Antes de ser apenas uma alternativa para o entretenimento, o cinema é um meio instigador de uma das nossas atitudes mais peculiares: o prazer que temos em observar. Ver o que se estar nas telas parece incitar o olhar sobre o Outro (personagem) como objeto de desejo, onde o espectador encontra-se imerso no espaço propício para observar, como se estivesse espiando pelo buraco da fechadura, oculto na sala de exibição.
Logo, o Outro é tomado pela erotização do olhar do mero espectador que se torna um voyeur por constituir a percepção visual como principal via para aquisição do prazer, do desejo desse Outro que está sendo observado. Assim, como argumenta Machado (Pré- cinemas & pós- cinemas, Campinas, SP: Papirus, 1997), o “pecado original” do voyeurismo está na base do próprio dispositivo técnico do cinema, está nas máquinas de espiar através de buracos, fendas ou visores, está nas salas escuras, onde se pode refugiar para ver sem ser visto.
Desse modo, podemos perceber que aproximação da câmera como dispositivo de aumento se torna essencial para a ampliação visual na tela cinematográfica, atribuindo ao espectador um olhar refinado do detalhe no seu processo de observação. A partir dessa estratégia de esmiuçar o detalhe, pelas lentes de aumento da câmera, o espectador não se dá conta de que seu olhar está sendo conduzido pelo Outro (câmera) e sendo despertado pelo constante interesse em espiar devido às sensações de desejo que lhe é provocado por esse Outro que está sob foco.
Em termos psicanalíticos, o olhar tem uma significação sexual, pois o desejo do Outro é o desejo do corpo do Outro, do olho do Outro; é o olhar que o sujeito teria, um dia encontrado e, logo, perdido: o olhar da mãe. Como argumenta Bichara (O olho e o conto: as pulsões fazendo histórias, Barbacena, 2006), a ausência do olhar da mãe é a denúncia da falta do desejo. O bebê, antes mesmo de se ver no espelho, já é olhado pela mãe. Assim, o olhar é, então, apelo ao Outro, um apoio do desejo do Outro e, por estar perdido, será sempre procurado, o que o torna um veículo para o estabelecimento de laços entre os sujeitos. Mas, para atender sua função de objeto erótico, o olhar surge no olho. O Outro, o objeto, aquele que ele agarra, que não pode somente ver: é preciso que se olhe com uma conotação do desejo.

*Requisitos da tarefa*.
1) Segundo o texto sobre cinema e voyeurismo, em que lugares Machado diz estar o "pecado original" do voyeurismo? Liste todos.
2) No texto sobre cinema e voyeurismo, reescreva tudo desde "Desse modo, podemos" até "está sob foco.", trocando "detalhe" por "pormenor".

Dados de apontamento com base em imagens
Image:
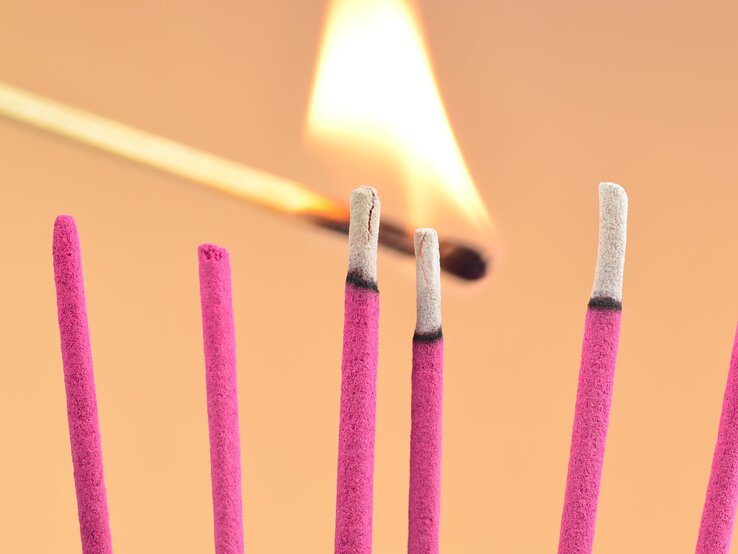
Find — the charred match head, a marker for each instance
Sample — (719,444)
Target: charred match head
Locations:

*Respostas do exercício*.
1)
- Na base do próprio dispositivo técnico do cinema
- Nas máquinas de espiar através de buracos, fendas ou visores
- Nas salas escuras, onde se pode refugiar para ver sem ser visto

2)
Desse modo, podemos perceber que aproximação da câmera como dispositivo de aumento se torna essencial para a ampliação visual na tela cinematográfica, atribuindo ao espectador um olhar refinado do pormenor no seu processo de observação. A partir dessa estratégia de esmiuçar o pormenor, pelas lentes de aumento da câmera, o espectador não se dá conta de que seu olhar está sendo conduzido pelo Outro (câmera) e sendo despertado pelo constante interesse em espiar devido às sensações de desejo que lhe é provocado por esse Outro que está sob foco.